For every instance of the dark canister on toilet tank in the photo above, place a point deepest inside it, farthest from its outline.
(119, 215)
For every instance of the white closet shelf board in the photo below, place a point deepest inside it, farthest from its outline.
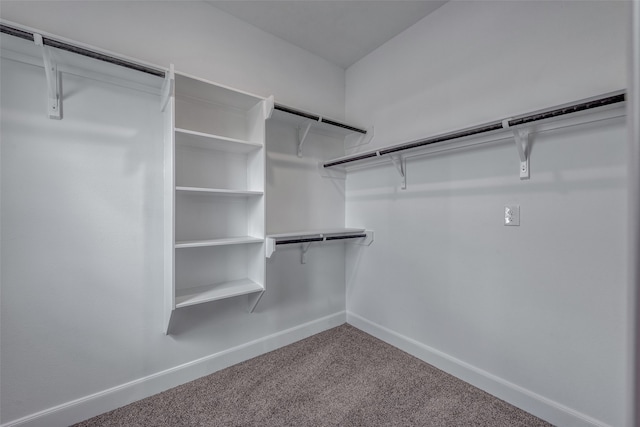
(191, 138)
(217, 192)
(315, 233)
(218, 242)
(316, 126)
(26, 51)
(196, 88)
(201, 294)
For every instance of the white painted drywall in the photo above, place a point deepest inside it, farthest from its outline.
(81, 217)
(537, 310)
(200, 40)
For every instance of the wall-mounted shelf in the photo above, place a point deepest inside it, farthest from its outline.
(242, 240)
(517, 128)
(218, 192)
(214, 142)
(214, 193)
(202, 294)
(306, 237)
(306, 122)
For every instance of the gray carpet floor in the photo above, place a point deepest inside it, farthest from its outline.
(340, 377)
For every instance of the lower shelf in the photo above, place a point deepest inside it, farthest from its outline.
(191, 296)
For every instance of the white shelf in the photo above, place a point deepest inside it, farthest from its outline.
(317, 236)
(318, 126)
(316, 233)
(190, 138)
(208, 91)
(218, 242)
(192, 296)
(218, 191)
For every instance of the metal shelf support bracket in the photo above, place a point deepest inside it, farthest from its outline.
(401, 165)
(521, 137)
(167, 88)
(304, 247)
(302, 135)
(522, 144)
(54, 100)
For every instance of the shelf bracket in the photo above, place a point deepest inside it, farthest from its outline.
(302, 135)
(270, 246)
(401, 165)
(304, 247)
(522, 144)
(521, 137)
(54, 103)
(268, 106)
(167, 88)
(254, 299)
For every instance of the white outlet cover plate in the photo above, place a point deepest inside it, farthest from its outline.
(512, 215)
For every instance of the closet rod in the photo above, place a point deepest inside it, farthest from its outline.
(320, 239)
(490, 127)
(47, 41)
(316, 118)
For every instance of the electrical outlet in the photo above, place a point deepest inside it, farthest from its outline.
(512, 215)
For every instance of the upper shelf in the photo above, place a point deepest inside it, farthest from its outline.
(214, 142)
(196, 88)
(297, 118)
(536, 118)
(218, 191)
(218, 242)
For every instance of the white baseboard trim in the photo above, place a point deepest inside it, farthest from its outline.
(107, 400)
(540, 406)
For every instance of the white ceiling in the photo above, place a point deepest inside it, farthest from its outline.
(340, 31)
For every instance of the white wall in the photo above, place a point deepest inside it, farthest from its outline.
(536, 313)
(82, 216)
(199, 39)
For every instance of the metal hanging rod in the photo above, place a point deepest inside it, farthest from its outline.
(47, 41)
(317, 118)
(486, 128)
(320, 239)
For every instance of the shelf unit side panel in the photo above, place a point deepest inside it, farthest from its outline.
(169, 212)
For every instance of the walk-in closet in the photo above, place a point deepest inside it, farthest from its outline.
(319, 213)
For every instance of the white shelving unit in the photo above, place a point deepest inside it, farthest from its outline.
(214, 193)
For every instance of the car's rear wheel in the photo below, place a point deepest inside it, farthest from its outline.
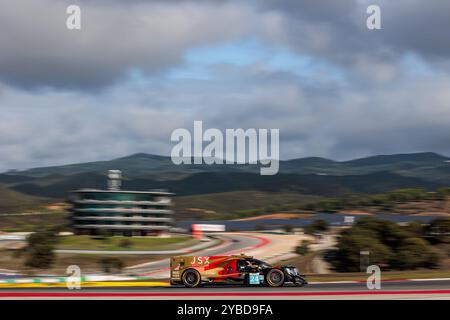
(191, 278)
(275, 278)
(299, 281)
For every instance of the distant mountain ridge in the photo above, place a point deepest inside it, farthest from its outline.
(142, 164)
(312, 175)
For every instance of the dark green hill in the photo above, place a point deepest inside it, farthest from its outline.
(11, 201)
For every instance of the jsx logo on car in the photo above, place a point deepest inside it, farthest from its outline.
(200, 260)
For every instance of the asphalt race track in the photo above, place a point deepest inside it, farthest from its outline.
(423, 289)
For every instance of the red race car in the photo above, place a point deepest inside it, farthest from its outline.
(193, 271)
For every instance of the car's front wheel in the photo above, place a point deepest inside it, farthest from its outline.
(275, 278)
(191, 278)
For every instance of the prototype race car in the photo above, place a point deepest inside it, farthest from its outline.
(193, 271)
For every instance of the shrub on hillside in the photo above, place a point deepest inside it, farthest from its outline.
(391, 246)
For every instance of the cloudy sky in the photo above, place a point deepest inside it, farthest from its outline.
(137, 70)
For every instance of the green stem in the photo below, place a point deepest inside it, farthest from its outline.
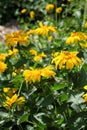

......

> TASK DESCRIPTION
Pull out every line in the records above that contains the string "bracket", and copy each one. Case counts.

> OUTPUT OF THE TASK
For every instance of the metal shelf support bracket in the photo above, place a point deepest inside it, farthest from its outline.
For every instance of the shelf bracket in the photo above, place a point deepest inside it, farthest from its outline.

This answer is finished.